* _SELESAIKAN TUGAS BERIKUT_:
(1) Sebutkan semua upaya yang disebut dalam teks arah dasar keuskupan untuk meningkatkan martabat manusia.
(2) Tolong salin persis sebagian teks arah dasar keuskupan, mulai dari kata-kata yang memuat "Pendahuluan" dan berhenti setelah "dambaan umat.".

* _KUTIPAN TEKS_:
ARAH DASAR KEUSKUPAN PALANGKARAYA 2011-2015
“Umat
Allah Keuskupan Palangka Raya yang hidup dalam kasih karunia Allah berusaha
lebih mendewasakan imannya dengan memaksimalkan peran dan fungsi Dewan
Paroki dan pewarta awam, mencintai Kitab Suci dan liturgi yang inkulturatif; meningkatkan
martabat manusia melalui pengembangan ekonomi umat, pendampingan kaum muda,
pemberdayaan kaum lemah, dialog antar umat beragama dan pelestarian lingkungan
hidup.”
Pendahuluan
Arah Dasar Keuskupan Palangkaraya
disusun untuk jangka waktu 5 tahun (2012-2017). Rumusan Ardas ini merupakan
hasil Rapat Kerja Keuskupan Palangkaraya yang dihadiri oleh perwakilan umat,
Biarawan/ti dan para Pastor yang berlangsung mulai tgl 2-6 Mei 2011 di Aula
Kantor Komisi, Keuskupan. ARDAS ini akan menjadi acuan, patokan dan penggarisan
bagi karya pastoral dan perjalanan Gereja se-keuskupan Palangkaraya untuk 5
tahun ke depan agar
pelayanan lebih terfokus dan lebih menyentuh serta menjawab kebutuhan dan
dambaan umat.

* _Entri dari sebuah dataset_:
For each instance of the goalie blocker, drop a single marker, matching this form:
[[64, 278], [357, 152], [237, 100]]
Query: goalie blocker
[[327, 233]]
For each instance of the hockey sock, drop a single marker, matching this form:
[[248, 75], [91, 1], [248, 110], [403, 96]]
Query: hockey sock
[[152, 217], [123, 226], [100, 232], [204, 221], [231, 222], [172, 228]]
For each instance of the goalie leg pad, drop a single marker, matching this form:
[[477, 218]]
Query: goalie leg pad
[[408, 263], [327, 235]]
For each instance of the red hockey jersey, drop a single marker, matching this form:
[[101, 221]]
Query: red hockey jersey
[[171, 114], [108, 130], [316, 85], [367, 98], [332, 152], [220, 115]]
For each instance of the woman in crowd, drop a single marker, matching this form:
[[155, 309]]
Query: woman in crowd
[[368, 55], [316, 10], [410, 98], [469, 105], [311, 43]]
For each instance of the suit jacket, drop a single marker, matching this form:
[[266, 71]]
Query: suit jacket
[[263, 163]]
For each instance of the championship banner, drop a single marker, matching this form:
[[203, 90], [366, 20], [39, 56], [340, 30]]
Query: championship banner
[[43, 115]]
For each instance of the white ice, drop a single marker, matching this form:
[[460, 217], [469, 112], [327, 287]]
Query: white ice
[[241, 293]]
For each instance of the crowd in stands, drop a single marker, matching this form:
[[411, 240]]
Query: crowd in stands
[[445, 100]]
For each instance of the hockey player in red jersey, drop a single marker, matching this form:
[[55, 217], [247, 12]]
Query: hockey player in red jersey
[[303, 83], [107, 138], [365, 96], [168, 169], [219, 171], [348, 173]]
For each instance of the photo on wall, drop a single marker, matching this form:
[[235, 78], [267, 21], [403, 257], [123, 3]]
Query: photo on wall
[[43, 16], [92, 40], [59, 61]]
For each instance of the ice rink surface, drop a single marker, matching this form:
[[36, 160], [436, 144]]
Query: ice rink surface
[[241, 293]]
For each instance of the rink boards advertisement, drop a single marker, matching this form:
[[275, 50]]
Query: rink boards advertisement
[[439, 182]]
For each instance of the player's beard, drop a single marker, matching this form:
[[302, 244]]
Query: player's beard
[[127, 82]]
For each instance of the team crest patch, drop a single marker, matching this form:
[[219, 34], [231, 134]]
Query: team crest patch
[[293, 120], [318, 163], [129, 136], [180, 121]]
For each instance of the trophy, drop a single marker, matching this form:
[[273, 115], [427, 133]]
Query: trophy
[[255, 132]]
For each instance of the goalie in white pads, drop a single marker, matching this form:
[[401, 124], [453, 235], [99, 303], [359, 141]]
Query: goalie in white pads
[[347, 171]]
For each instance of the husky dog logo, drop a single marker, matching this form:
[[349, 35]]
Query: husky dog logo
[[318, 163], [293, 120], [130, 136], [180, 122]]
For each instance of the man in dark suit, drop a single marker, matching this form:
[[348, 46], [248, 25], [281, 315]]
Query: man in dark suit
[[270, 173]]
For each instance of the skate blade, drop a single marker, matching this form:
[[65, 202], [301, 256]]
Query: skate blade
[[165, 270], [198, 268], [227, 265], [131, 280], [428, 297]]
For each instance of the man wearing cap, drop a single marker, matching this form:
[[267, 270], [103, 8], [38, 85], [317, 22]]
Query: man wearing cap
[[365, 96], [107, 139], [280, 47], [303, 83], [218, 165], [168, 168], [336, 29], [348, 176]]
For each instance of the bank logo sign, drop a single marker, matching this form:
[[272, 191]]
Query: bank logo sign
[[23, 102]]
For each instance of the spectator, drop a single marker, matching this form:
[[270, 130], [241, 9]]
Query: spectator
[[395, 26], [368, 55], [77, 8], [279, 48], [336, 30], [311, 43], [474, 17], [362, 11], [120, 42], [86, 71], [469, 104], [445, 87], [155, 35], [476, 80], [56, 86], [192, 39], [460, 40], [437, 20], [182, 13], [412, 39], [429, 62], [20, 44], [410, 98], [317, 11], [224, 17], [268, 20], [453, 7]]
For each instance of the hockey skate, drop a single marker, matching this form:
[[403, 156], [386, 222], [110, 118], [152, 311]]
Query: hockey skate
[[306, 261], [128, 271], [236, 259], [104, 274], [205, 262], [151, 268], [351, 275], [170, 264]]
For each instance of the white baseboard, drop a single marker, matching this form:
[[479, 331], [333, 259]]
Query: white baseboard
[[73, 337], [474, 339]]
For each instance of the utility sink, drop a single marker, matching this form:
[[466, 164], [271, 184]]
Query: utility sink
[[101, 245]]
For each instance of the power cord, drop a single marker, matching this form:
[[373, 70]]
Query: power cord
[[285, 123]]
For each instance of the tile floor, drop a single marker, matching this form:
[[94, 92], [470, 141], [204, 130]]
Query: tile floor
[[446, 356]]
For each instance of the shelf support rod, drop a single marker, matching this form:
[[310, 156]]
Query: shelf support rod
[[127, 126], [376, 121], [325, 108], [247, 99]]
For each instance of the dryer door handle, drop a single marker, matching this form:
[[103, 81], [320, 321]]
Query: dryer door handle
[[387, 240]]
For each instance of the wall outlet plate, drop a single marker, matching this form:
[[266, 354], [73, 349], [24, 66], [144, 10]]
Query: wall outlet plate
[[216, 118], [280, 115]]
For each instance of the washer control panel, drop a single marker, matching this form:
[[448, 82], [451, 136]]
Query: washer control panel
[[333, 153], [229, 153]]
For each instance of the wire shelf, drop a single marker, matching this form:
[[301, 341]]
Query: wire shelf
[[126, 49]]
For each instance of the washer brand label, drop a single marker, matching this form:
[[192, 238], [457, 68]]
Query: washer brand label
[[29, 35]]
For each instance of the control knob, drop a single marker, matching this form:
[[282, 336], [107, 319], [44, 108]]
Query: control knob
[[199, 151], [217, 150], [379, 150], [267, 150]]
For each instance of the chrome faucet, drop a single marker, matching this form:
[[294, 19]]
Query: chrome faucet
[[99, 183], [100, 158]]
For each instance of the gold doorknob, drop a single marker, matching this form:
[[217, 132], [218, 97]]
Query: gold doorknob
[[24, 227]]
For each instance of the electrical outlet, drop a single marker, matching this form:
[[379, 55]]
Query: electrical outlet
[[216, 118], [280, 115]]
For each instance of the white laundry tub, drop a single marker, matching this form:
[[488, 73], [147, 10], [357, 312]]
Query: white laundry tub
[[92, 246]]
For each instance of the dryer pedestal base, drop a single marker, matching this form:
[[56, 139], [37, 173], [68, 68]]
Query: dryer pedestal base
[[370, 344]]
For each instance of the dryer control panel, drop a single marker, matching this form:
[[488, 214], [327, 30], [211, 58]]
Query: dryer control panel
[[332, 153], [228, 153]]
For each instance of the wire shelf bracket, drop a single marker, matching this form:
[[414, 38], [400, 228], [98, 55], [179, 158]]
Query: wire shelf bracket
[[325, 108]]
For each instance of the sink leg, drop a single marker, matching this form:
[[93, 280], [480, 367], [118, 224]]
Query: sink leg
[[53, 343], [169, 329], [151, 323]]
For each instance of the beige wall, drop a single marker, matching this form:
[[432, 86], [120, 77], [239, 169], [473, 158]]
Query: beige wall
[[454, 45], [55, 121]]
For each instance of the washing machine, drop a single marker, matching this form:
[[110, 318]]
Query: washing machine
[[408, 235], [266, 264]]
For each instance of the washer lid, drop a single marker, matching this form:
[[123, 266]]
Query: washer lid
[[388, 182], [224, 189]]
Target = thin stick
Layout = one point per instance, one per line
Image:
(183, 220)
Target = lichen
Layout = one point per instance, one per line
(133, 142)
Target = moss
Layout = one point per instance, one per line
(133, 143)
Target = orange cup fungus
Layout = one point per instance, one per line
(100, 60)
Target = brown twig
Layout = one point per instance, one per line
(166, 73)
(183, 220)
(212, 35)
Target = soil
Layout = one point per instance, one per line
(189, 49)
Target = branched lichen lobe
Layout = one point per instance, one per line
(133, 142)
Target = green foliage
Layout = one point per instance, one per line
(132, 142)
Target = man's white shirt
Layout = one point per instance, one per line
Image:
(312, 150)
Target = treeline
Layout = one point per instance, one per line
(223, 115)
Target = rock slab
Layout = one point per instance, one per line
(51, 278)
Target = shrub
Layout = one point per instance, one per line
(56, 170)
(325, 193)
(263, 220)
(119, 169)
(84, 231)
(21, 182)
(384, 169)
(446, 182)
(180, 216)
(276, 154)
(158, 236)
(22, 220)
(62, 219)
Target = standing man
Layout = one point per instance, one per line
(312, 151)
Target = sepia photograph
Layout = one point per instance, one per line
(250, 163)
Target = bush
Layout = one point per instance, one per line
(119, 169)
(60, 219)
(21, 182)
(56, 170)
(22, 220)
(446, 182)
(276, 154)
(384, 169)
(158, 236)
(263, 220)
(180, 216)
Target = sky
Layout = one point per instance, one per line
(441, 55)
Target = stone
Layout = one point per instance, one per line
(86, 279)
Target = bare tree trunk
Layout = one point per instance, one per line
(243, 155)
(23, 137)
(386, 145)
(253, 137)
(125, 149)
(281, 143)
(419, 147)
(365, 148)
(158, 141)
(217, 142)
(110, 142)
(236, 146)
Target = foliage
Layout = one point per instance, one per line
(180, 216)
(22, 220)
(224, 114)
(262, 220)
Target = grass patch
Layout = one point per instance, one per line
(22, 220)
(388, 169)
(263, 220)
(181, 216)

* _JAWABAN_:
(1)
- pengembangan ekonomi umat
- pendampingan kaum muda
- pemberdayaan kaum lemah
- dialog antar umat beragama
- pelestarian lingkungan hidup

(2)
Pendahuluan
Arah Dasar Keuskupan Palangkaraya
disusun untuk jangka waktu 5 tahun (2012-2017). Rumusan Ardas ini merupakan
hasil Rapat Kerja Keuskupan Palangkaraya yang dihadiri oleh perwakilan umat,
Biarawan/ti dan para Pastor yang berlangsung mulai tgl 2-6 Mei 2011 di Aula
Kantor Komisi, Keuskupan. ARDAS ini akan menjadi acuan, patokan dan penggarisan
bagi karya pastoral dan perjalanan Gereja se-keuskupan Palangkaraya untuk 5
tahun ke depan agar
pelayanan lebih terfokus dan lebih menyentuh serta menjawab kebutuhan dan
dambaan umat.